**Problem to work on**
List each row below that contains the string "green", copying every such row in full. Case counts.

**Stored data**
= = = = = = =

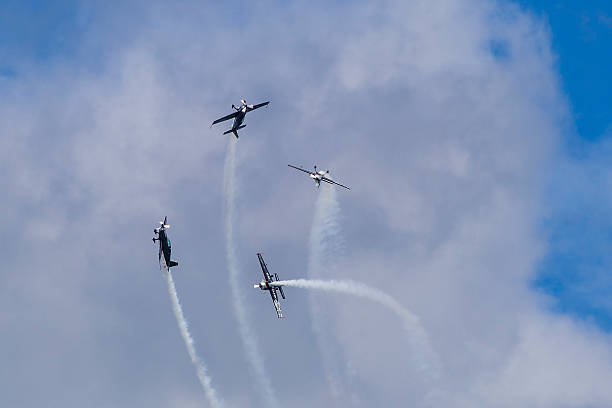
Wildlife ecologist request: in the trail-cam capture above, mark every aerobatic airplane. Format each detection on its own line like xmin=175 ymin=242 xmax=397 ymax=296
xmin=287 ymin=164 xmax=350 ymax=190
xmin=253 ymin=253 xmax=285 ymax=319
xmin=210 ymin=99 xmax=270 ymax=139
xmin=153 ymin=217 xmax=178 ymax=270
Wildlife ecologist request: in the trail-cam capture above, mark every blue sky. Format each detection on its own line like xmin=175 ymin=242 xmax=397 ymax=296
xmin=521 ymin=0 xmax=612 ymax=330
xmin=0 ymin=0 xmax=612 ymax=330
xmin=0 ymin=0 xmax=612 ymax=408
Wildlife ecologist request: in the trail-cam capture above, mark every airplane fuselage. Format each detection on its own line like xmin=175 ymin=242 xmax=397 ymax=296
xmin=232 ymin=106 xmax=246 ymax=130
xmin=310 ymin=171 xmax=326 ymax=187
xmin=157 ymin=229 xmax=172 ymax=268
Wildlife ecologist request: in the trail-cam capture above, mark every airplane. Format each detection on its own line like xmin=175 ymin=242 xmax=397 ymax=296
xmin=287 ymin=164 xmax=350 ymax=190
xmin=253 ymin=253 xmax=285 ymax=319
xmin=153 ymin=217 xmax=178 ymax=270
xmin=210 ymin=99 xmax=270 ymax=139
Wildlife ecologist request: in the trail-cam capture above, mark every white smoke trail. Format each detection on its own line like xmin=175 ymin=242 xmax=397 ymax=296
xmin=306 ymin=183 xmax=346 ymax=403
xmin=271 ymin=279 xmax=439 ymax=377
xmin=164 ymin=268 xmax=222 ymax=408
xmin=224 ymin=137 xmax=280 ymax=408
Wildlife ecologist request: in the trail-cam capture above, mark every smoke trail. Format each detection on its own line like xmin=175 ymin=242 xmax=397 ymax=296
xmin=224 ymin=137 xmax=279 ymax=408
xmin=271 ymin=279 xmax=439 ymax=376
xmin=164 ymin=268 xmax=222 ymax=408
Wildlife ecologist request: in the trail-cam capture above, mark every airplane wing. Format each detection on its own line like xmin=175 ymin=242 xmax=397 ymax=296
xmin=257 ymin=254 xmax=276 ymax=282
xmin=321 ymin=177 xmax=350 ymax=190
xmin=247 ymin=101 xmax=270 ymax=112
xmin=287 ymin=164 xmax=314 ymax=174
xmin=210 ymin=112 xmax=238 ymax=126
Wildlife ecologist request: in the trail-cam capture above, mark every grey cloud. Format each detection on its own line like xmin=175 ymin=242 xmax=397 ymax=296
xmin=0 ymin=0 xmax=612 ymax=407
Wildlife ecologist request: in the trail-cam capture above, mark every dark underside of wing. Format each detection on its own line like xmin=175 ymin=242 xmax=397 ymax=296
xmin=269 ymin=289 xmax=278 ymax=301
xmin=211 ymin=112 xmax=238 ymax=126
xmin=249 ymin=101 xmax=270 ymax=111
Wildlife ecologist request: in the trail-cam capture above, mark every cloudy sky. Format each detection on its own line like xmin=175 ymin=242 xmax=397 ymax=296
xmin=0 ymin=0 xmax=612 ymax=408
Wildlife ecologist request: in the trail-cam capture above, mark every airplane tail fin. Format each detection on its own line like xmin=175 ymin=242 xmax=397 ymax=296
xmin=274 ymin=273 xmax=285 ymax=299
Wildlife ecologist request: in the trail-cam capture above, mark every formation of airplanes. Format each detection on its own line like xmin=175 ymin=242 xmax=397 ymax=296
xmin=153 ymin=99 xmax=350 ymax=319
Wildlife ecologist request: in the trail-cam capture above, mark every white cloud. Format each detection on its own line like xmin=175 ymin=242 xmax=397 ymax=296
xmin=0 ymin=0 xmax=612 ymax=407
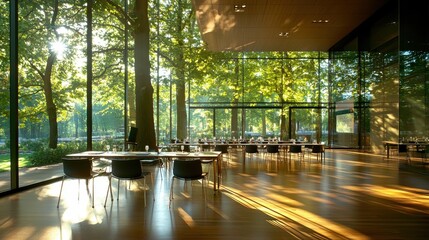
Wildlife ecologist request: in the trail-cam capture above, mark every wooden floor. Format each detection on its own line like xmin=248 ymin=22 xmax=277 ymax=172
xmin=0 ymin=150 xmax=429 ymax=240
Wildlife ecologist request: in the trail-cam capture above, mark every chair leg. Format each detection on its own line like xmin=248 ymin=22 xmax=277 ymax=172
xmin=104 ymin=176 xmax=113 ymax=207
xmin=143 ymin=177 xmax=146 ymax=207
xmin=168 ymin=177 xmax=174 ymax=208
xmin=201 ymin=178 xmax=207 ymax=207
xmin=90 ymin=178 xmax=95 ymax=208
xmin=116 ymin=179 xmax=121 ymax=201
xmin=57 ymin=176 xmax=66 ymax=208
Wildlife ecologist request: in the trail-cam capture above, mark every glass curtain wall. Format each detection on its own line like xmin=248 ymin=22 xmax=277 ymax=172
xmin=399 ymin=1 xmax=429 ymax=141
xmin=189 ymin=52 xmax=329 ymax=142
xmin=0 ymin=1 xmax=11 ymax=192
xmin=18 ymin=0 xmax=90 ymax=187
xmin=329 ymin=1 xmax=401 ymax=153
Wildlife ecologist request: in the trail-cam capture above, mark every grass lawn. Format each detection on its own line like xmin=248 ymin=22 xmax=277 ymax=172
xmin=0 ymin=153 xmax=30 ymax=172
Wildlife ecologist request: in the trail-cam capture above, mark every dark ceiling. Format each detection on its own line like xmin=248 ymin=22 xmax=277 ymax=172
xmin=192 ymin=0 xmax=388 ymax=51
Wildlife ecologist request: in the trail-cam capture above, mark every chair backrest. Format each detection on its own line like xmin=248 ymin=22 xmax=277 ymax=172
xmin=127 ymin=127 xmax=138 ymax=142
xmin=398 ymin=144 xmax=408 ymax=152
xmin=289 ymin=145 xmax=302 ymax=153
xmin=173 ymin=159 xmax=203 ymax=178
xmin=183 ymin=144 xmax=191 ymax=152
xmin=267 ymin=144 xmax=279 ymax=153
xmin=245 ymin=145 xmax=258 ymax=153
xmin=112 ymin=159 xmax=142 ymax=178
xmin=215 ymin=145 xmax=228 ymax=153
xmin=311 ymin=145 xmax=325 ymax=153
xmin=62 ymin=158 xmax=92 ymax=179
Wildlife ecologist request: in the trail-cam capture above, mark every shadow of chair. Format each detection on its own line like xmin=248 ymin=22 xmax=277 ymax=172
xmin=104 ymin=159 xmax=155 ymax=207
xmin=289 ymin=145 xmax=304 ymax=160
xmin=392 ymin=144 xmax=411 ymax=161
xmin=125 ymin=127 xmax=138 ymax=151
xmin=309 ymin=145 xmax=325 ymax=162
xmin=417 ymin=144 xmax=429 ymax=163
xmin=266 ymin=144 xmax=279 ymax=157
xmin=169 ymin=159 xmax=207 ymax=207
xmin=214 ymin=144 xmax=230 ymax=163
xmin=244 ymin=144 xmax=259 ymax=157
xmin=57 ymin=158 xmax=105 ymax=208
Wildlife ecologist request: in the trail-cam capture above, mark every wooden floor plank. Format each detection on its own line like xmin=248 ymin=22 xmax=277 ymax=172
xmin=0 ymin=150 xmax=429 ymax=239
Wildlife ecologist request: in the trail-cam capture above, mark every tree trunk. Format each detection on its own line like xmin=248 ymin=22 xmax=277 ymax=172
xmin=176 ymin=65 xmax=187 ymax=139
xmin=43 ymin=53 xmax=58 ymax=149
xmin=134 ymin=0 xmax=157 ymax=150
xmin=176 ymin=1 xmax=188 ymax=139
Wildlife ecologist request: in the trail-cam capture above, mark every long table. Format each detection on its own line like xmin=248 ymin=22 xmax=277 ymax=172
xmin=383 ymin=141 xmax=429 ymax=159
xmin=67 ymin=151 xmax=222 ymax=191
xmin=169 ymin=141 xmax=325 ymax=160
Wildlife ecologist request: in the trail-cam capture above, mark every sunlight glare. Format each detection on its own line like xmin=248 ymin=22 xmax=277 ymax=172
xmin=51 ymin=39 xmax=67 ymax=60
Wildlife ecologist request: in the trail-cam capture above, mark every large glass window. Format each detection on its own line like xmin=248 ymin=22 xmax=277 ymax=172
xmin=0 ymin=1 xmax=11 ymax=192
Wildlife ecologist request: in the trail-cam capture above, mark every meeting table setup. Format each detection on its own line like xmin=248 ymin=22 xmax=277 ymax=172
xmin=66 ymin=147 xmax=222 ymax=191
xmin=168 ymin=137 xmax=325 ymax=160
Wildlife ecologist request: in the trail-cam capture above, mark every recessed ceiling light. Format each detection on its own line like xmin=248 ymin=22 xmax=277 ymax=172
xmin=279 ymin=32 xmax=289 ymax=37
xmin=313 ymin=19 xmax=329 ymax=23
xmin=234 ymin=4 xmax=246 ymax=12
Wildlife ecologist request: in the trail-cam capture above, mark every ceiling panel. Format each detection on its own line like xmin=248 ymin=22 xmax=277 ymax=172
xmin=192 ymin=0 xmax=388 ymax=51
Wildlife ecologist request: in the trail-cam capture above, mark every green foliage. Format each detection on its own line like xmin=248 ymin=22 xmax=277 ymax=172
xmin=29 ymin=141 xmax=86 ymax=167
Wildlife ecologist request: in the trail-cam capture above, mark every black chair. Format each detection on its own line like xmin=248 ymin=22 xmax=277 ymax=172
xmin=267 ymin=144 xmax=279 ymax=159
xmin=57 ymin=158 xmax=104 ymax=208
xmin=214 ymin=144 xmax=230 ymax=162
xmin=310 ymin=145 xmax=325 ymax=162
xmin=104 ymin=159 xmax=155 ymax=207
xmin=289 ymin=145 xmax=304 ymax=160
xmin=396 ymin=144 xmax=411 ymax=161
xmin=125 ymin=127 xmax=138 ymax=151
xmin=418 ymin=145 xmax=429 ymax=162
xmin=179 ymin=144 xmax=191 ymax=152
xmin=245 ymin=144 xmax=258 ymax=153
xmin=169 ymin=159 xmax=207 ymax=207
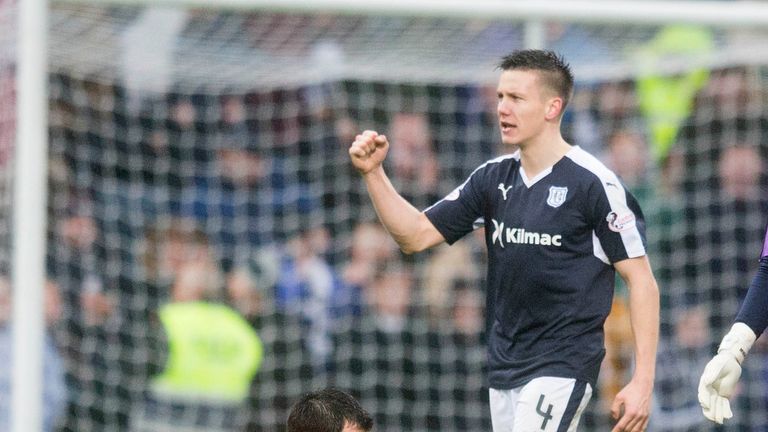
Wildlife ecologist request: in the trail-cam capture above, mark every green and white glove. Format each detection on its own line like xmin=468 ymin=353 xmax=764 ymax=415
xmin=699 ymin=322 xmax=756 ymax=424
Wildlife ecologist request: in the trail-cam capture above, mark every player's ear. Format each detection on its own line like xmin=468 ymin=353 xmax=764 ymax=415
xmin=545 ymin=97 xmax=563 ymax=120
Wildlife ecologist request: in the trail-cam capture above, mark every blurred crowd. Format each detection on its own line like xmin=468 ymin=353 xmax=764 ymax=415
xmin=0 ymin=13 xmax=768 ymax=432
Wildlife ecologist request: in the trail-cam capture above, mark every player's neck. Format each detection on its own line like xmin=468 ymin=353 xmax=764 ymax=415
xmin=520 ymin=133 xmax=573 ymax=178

= = = = = = =

**The reply**
Wildlife ecologist request: in the trail-cam capture above, mark every green foliage. Format each detection on its own line like xmin=248 ymin=22 xmax=277 ymax=172
Wildlife ecologist request: in the trail-cam capture above, mark every green and white glove. Format each detection on its own line like xmin=468 ymin=353 xmax=764 ymax=415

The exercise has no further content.